→ **Quoted passage**:
******************************

Antioxidant Capacity and Therapeutic Applications of Honey: Health Benefits, Antimicrobial Activity and Food Processing Roles

by Ivana Tlak Gajger, Showket Ahmad Dar, Mohamed Morsi M. Ahmed, Magda M. Aly and Josipa Vlainić

Antioxidants 2025, 14(8), 959; https://doi.org/10.3390/antiox14080959 (registering DOI) - 4 Aug 2025

Abstract

Honey is a natural product of honeybees that has been consumed for centuries due to its nutritional value and potential health benefits. Recent scientific research has focused on its antioxidant capacity, which is linked to a variety of bioactive compounds such as phenolic [...] Read more.

******************************

→ **Tasks to complete**:
a. Reproduce part of the honey abstract word for word: begin at the words "Honey is a natural" and stop after "[...] Read more.".
b. According to the honey abstract, what property of honey has recent scientific research focused on?
c. Summarize the honey abstract in two sentences.
The items that come after the honey abstract are separate material.

→ **Data extracts**:
******************************

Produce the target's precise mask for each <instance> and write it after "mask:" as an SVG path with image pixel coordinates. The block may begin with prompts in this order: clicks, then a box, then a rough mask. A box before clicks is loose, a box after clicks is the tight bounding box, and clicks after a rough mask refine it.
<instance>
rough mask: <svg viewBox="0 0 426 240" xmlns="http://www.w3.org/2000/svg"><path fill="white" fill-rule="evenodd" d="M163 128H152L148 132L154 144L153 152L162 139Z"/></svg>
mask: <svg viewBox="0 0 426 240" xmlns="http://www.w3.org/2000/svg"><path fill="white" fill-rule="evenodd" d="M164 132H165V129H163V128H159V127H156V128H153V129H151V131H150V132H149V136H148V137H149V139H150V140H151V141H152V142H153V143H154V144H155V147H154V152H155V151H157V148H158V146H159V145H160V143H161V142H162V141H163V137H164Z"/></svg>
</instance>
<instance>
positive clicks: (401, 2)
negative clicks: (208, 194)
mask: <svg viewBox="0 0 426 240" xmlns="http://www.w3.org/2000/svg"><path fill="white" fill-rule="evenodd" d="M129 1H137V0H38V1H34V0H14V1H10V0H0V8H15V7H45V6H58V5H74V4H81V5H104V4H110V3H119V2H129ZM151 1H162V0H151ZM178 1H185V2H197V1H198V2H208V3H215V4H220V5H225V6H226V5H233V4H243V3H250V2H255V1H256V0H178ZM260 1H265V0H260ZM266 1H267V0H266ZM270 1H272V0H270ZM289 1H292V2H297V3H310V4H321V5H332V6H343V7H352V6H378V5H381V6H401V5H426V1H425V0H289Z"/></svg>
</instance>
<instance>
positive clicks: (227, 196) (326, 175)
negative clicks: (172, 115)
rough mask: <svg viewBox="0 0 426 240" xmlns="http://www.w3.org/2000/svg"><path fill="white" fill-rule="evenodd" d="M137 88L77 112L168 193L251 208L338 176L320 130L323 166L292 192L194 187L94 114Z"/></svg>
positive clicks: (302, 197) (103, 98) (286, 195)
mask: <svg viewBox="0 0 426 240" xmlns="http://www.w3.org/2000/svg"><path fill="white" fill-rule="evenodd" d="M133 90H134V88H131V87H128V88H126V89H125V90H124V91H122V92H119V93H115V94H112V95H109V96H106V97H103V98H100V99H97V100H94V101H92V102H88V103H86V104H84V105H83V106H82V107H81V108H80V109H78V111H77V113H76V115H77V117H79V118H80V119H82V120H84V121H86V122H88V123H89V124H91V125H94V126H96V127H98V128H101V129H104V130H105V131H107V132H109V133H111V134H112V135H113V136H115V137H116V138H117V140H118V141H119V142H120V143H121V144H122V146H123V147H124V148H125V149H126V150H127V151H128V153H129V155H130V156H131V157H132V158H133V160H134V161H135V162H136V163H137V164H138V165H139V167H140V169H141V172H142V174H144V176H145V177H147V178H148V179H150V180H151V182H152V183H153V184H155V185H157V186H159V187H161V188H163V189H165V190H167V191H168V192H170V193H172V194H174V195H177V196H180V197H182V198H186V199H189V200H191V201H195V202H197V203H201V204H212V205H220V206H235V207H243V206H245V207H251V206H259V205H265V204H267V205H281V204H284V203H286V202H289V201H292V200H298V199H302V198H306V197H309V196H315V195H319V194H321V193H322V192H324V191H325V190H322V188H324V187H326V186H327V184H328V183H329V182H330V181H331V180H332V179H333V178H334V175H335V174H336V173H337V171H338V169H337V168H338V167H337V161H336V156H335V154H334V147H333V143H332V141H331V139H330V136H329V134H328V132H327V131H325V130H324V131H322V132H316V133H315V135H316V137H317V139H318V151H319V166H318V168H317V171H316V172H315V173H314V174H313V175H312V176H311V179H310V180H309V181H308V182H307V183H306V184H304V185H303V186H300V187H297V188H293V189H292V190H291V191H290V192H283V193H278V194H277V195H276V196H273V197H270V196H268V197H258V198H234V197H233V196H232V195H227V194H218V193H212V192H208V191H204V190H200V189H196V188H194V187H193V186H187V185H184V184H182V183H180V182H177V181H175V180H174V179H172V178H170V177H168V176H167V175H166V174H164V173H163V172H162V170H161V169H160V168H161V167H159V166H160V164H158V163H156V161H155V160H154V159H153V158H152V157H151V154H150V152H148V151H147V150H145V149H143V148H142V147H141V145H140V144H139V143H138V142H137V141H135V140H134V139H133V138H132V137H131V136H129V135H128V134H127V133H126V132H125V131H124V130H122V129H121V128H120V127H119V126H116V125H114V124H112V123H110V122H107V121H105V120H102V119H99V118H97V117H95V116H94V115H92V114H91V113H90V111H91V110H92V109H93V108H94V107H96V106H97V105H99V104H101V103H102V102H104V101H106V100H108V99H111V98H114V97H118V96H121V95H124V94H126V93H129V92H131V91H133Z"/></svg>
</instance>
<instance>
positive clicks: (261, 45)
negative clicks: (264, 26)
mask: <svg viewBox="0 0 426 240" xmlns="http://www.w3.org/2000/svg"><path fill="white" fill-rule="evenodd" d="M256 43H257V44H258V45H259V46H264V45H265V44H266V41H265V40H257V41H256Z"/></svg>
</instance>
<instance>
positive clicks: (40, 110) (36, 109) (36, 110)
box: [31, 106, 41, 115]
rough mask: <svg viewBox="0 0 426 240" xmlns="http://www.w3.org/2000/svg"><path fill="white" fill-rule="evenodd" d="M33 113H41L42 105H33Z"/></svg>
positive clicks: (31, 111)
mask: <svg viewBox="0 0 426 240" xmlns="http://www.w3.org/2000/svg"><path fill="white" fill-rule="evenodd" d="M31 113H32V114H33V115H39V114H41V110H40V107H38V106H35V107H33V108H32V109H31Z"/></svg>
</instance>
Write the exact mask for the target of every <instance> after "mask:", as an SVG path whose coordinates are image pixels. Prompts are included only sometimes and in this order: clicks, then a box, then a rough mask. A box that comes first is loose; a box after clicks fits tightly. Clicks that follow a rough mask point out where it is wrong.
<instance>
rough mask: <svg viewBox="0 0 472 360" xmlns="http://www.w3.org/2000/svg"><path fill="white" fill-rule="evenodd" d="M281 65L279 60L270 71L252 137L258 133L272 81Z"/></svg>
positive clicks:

******************************

→ **Response list**:
a.
Honey is a natural product of honeybees that has been consumed for centuries due to its nutritional value and potential health benefits. Recent scientific research has focused on its antioxidant capacity, which is linked to a variety of bioactive compounds such as phenolic [...] Read more.

b. Its antioxidant capacity.

c. Honey is a natural product of honeybees that has been consumed for centuries for its nutritional value and potential health benefits. Recent research has focused on its antioxidant capacity, which is linked to a variety of bioactive compounds.